» **AIM 1**: In the court opinion excerpt, which code's methodology did Mr. Stoddard say he followed for his lint-accumulation opinion?

» **READING TEXT**:
On November 2, 2011, the Court held a Daubert hearing, at which Plaintiff presented testimony from Mr. Stoddard. At the hearing, Mr. Stoddard testified about his qualifications, stating that he had earned a bachelor of science degree in fire science and investigation, an associate of science degree in criminal justice, certifications in the field of fire investigation from the National Association of Fire Investigators and the International Association of Arson Investigators, and that he had twelve-to-thirteen years of fire analysis and investigation experience. (Hearing Tr., Nov. 2, 2011, at 10-14.) Further, Mr. Stoddard testified about his tenure with Maytag Instrument Company, during which he assisted the engineering department in designing and assembling industrial inspection equipment. (Id. at 122:19-124:5.)
Mr. Stoddard also testified about the methodology that he used in reaching his opinions. With respect to his lint-accumulation opinion, Mr. Stoddard testified that he followed the methodology outlined in National Fire Protection Association Code Number 921 (NFPA 921). (Id. at 15:10-16:20.) Specifically, Mr. Stoddard testified that he developed a hypothesis that the dryer defectively allows lint to accumulate, examined lint accumulation in several exemplar dryers, performed tests on Electrolux dryers and other design alternatives to compare the lint accumulation, and concluded that the dryer in this case defectively allowed lint to accumulate near the heat source. (Id. at 99:22-100:22.) However, Mr. Stoddard also testified that he cannot determine whether lint or clothing was the first fuel in the dryer fire, and that the fire in this case did not result from an excessive buildup of lint, but from the failure of the bearing assembly that allowed the heating drum to detach and come into contact with the energized heating element during operation. (See, e.g., id. at 142:7-143:9.) Nonetheless, Plaintiff asks the Court to reconsider its determination that Mr. Stoddard's opinion that the dryer at issue defectively allows lint to accumulate near the heat source does not satisfy the requirements of Daubert and Rule 702.
A trial court has a special obligation to ensure that expert testimony is relevant and reliable. Kumho Tire Co. v. Carmichael, 526 U.S. 137, 147 (1999). Accordingly, the admission of scientific, technical, or other specialized knowledge is within the trial court's discretion. See General Elec. Co. v. Joiner, 522 U.S. 136, 146-47 (1997). A court's inquiry is controlled by Rule 702 of the Federal Rules of Evidence, which provides:
If scientific, technical, or other specialized knowledge will assist the trier of fact to understand the evidence or to determine a fact in issue, a witness qualified as an expert by knowledge, skill, experience, training, or education, may testify thereto in the form of an opinion or otherwise, if (1) the testimony is based upon sufficient facts or data, (2) the testimony is the product of reliable principles and methods, and (3) the witness has applied the principles and methods reliably to the facts of the case.
Fed. R. Evid. 702. As the Third Circuit has explained, these requirements represent a "trilogy of restrictions on expert testimony: qualification, reliability and fit." Schneider v. Fried, 320 F.3d 396, 404 (3d Cir. 2003). "Rule 702's helpfulness standard requires a valid scientific connection to the pertinent inquiry as a precondition to admissibility." Daubert, 509 U.S. at 591-92.

» **AIM 2**: Rewrite the records from the line containing "Mark every instance of the granite" through the end of the records, inclusive, with "countertop" changed to "backsplash" and nothing else altered.

» **DATA LINES**:
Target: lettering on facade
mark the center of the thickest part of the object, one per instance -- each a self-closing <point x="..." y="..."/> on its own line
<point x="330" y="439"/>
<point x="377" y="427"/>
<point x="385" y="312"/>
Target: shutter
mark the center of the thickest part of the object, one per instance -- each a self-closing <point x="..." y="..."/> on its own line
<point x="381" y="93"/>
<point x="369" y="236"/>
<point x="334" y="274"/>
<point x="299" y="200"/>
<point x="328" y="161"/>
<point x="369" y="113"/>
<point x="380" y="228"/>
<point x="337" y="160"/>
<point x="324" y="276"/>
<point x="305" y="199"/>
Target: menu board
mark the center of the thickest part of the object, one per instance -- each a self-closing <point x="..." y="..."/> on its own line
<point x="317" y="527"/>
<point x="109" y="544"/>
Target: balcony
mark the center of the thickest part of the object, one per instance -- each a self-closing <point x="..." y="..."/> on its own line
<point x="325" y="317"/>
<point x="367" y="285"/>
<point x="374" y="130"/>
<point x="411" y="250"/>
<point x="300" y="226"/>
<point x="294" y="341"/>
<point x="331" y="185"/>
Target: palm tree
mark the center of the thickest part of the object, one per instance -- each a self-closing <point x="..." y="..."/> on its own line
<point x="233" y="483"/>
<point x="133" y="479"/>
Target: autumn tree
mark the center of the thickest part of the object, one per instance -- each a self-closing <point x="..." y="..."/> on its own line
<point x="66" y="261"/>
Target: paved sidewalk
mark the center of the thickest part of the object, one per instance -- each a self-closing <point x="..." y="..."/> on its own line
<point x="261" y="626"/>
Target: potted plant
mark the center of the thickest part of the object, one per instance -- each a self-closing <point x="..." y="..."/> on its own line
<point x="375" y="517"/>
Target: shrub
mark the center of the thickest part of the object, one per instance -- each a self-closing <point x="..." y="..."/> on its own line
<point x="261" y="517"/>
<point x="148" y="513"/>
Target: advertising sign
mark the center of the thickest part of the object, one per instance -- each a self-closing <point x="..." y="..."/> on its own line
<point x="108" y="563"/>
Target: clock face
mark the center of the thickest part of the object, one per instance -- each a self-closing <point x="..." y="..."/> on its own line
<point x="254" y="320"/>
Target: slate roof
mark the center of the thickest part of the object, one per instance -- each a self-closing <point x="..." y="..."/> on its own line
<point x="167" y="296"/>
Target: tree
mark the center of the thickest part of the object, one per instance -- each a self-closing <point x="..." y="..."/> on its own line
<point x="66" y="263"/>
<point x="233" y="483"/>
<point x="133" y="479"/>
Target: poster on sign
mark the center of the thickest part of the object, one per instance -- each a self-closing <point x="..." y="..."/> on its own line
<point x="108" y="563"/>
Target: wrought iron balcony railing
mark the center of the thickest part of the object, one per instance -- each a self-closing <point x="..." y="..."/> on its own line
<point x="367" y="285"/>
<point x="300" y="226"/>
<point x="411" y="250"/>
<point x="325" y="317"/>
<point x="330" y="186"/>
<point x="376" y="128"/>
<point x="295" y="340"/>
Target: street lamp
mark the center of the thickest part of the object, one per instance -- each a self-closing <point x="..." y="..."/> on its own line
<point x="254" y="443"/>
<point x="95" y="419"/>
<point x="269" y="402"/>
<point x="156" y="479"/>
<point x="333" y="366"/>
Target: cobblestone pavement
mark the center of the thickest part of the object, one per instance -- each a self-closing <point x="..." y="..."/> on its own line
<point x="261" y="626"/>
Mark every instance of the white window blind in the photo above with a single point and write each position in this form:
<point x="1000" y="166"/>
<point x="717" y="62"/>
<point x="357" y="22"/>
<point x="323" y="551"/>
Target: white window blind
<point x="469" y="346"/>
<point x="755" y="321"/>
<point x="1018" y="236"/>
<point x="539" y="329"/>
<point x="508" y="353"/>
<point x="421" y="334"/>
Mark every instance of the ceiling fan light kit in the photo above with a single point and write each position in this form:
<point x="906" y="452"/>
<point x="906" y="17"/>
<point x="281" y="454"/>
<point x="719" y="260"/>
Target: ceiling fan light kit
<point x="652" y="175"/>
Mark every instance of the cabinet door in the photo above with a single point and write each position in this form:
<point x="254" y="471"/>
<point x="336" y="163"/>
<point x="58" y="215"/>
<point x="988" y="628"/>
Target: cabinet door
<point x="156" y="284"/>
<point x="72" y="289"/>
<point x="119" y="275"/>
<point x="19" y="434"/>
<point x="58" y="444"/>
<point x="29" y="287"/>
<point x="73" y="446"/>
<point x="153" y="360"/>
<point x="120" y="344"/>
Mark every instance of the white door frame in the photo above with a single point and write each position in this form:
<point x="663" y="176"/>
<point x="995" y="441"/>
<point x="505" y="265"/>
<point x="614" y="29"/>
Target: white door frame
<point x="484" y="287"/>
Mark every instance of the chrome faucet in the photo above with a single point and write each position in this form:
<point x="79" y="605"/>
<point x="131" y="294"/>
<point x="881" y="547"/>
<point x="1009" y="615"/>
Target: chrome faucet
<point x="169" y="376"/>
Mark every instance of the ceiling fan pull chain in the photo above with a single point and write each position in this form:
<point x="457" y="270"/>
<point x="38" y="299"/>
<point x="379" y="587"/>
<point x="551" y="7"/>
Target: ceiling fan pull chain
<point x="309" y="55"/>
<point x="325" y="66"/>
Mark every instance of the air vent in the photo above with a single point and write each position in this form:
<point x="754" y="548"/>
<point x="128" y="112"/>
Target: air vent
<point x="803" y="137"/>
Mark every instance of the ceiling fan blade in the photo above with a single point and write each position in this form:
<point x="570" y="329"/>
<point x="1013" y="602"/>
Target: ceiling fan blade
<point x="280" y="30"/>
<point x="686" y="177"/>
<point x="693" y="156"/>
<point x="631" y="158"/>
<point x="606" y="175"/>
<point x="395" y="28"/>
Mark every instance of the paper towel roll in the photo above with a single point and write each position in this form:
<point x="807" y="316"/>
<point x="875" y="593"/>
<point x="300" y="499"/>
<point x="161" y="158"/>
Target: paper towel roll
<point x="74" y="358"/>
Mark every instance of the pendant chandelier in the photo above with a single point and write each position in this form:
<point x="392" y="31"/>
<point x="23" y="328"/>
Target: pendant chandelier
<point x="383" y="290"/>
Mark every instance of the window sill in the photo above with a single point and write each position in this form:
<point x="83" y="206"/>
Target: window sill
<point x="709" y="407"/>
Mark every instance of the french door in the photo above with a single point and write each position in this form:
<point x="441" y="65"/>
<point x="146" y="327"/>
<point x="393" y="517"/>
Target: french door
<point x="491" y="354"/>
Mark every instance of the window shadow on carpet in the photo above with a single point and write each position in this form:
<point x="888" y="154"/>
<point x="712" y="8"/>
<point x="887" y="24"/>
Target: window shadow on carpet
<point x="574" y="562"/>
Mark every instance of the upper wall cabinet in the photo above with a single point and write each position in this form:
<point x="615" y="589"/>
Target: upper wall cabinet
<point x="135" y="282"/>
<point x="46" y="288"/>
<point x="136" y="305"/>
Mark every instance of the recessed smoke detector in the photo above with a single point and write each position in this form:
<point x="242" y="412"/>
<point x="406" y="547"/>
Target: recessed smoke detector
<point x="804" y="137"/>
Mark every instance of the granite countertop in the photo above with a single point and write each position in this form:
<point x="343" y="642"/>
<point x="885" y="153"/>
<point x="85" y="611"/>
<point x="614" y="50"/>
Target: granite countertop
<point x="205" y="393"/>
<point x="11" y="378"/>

» **FINAL ANSWER 1**: National Fire Protection Association Code Number 921 (NFPA 921)

» **FINAL ANSWER 2**:
Mark every instance of the granite backsplash in the photo above with a single point and write each position in this form:
<point x="343" y="642"/>
<point x="885" y="153"/>
<point x="85" y="611"/>
<point x="614" y="50"/>
Target: granite backsplash
<point x="205" y="393"/>
<point x="11" y="378"/>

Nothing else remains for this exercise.